ASSIGNMENT »
The entries are to be reproduced word for word, with all images left out.

-- INFORMATION GIVEN follows --

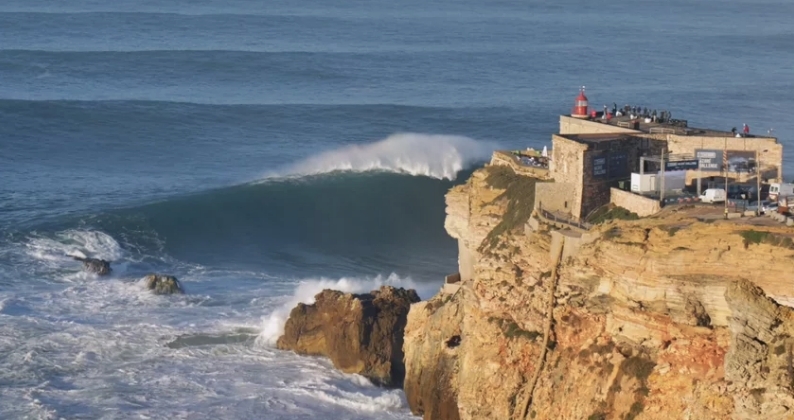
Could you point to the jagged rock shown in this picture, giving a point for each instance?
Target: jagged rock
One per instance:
(675, 319)
(163, 284)
(431, 359)
(95, 265)
(360, 333)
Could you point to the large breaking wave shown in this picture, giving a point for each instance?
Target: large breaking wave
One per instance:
(431, 155)
(358, 210)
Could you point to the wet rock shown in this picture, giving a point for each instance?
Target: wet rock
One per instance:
(163, 284)
(95, 265)
(360, 333)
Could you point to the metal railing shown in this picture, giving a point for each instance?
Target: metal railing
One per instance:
(570, 221)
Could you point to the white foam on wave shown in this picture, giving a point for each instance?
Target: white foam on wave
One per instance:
(108, 335)
(77, 243)
(273, 324)
(431, 155)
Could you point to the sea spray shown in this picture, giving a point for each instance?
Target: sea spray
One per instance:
(273, 324)
(432, 155)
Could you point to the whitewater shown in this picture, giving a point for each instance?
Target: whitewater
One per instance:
(73, 345)
(262, 151)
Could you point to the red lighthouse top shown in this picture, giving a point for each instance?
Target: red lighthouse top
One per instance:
(580, 107)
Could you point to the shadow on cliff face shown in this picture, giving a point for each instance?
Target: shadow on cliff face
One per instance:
(360, 333)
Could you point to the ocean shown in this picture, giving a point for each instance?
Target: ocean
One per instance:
(263, 151)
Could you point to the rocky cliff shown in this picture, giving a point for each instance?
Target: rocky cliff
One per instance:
(360, 333)
(659, 318)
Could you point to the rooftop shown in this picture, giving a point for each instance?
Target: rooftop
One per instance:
(596, 138)
(673, 126)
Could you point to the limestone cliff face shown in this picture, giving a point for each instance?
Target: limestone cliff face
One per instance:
(360, 333)
(661, 318)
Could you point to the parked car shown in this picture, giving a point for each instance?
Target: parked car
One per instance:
(769, 207)
(713, 195)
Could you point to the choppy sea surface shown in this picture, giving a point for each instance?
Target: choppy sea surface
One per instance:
(262, 151)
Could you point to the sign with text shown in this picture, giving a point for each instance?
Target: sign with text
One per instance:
(737, 160)
(681, 165)
(618, 164)
(710, 160)
(611, 165)
(600, 167)
(741, 161)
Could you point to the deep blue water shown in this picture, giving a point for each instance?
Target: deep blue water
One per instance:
(254, 150)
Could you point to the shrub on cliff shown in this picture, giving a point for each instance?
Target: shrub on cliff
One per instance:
(519, 192)
(610, 212)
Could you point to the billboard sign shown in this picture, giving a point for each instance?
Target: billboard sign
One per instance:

-- INFORMATION GIVEN concluded --

RESULT »
Could you point to the jagged rock shown in this picture, giving a point for each instance?
Target: jagged rock
One per instance:
(675, 319)
(163, 284)
(431, 359)
(95, 265)
(360, 333)
Could you point to the large breaking wave shown in this picture, giving a point for each instance?
Target: large breaking wave
One per instance:
(431, 155)
(358, 210)
Could you point to the wet rock shown in this picture, giving a point for each instance?
Target: wet rock
One per instance:
(163, 284)
(95, 265)
(360, 333)
Could you point to the metal railing shown in this picture, giving a point for each instance?
Target: metal railing
One per instance:
(570, 221)
Could you point to the white foam on wave shown in this picture, giving a point for each instance?
Target: white foam on wave
One per instance:
(108, 335)
(77, 243)
(273, 324)
(431, 155)
Could you point to the sea spray shown in this picture, giving a point for each instance?
Target: sea spray
One per instance:
(273, 324)
(432, 155)
Could you point to the whitewater shown in this picture, giving a point for each instance?
Target: whitewater
One per instance:
(73, 345)
(262, 151)
Could you point to the red lighthouse top shown in this picture, giving a point for each instance?
Target: red lighthouse top
One per instance:
(580, 107)
Could you point to the shadow on cliff face shown in this picture, giving a point for each instance?
Target: shadow on cliff face
One per instance:
(360, 333)
Could you point to the ocean shown in this picture, giving a point for each instance?
Target: ocean
One per instance:
(263, 151)
Could you point to the rocky cliff shown in this picture, giving a point for each instance?
Target: rocky cliff
One per instance:
(360, 333)
(659, 318)
Could you point to the rooftop shown in this picture, giving a point for each instance?
Target: rooftop
One per instance:
(596, 138)
(673, 126)
Could you point to the limestone cliff face shown in this picture, giving a point for each instance?
Target: limestone cliff face
One per instance:
(360, 333)
(661, 318)
Could you point to the parked car shown in this picture, giving a point for each instance?
Target: parked car
One per instance:
(769, 207)
(713, 195)
Could you point to the choppy sea surface shown in this picture, giving a point for each instance?
Target: choppy sea surface
One per instance:
(262, 151)
Could you point to the sign with text shown in this picture, giving a point for each instance?
Target: sign with text
One per instance:
(737, 160)
(681, 165)
(618, 164)
(710, 160)
(611, 165)
(600, 167)
(741, 161)
Could you point to the deep blue water shown in this picture, giving a point for each instance?
Target: deep blue water
One per instance:
(254, 150)
Could you point to the shrub on cliff shown in this picture, giving a point for each instance?
Target: shrub on cliff
One per instance:
(519, 192)
(610, 212)
Could you point to the billboard sign shown in this picture, giving a point for each instance?
Target: billboard sign
One per instance:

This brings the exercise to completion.